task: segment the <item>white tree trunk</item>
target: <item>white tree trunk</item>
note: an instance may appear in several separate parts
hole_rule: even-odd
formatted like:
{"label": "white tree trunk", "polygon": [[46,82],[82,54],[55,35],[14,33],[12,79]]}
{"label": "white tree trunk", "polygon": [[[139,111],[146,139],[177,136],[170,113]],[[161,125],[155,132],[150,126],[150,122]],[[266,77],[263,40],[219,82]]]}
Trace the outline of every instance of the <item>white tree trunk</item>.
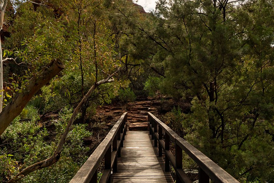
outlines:
{"label": "white tree trunk", "polygon": [[0,38],[0,113],[3,106],[3,60],[2,59],[2,46]]}
{"label": "white tree trunk", "polygon": [[[7,2],[8,0],[1,0],[1,3],[0,4],[0,9],[1,9],[0,12],[0,31],[3,27],[4,16]],[[2,111],[3,106],[3,60],[2,58],[2,47],[0,38],[0,113]]]}
{"label": "white tree trunk", "polygon": [[24,177],[32,172],[37,170],[40,170],[46,167],[47,167],[53,164],[58,161],[60,158],[61,152],[62,151],[63,147],[64,144],[65,142],[66,139],[68,136],[68,133],[69,132],[70,130],[71,126],[73,123],[77,114],[79,110],[80,110],[82,106],[85,102],[86,102],[88,99],[93,92],[94,90],[100,84],[102,84],[107,83],[110,83],[113,81],[114,80],[112,79],[112,77],[118,73],[120,70],[120,68],[119,68],[116,72],[111,74],[104,79],[101,80],[100,81],[98,81],[94,84],[92,85],[86,94],[86,95],[84,96],[84,97],[81,100],[81,102],[77,106],[77,107],[74,110],[72,115],[70,119],[69,119],[69,120],[67,125],[66,129],[63,134],[63,135],[62,135],[60,141],[59,141],[58,146],[57,147],[56,150],[53,155],[46,160],[37,163],[32,165],[26,168],[24,170],[19,172],[17,175],[9,180],[8,182],[8,183],[15,183],[15,182],[17,182]]}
--------------------
▶ _Instructions to follow_:
Pull out each line of the material above that contains the string "instance", treating uppercase and lowercase as different.

▶ _Written response_:
note: an instance may appear in several separate parts
Trace the outline of every instance of the <item>white tree trunk</item>.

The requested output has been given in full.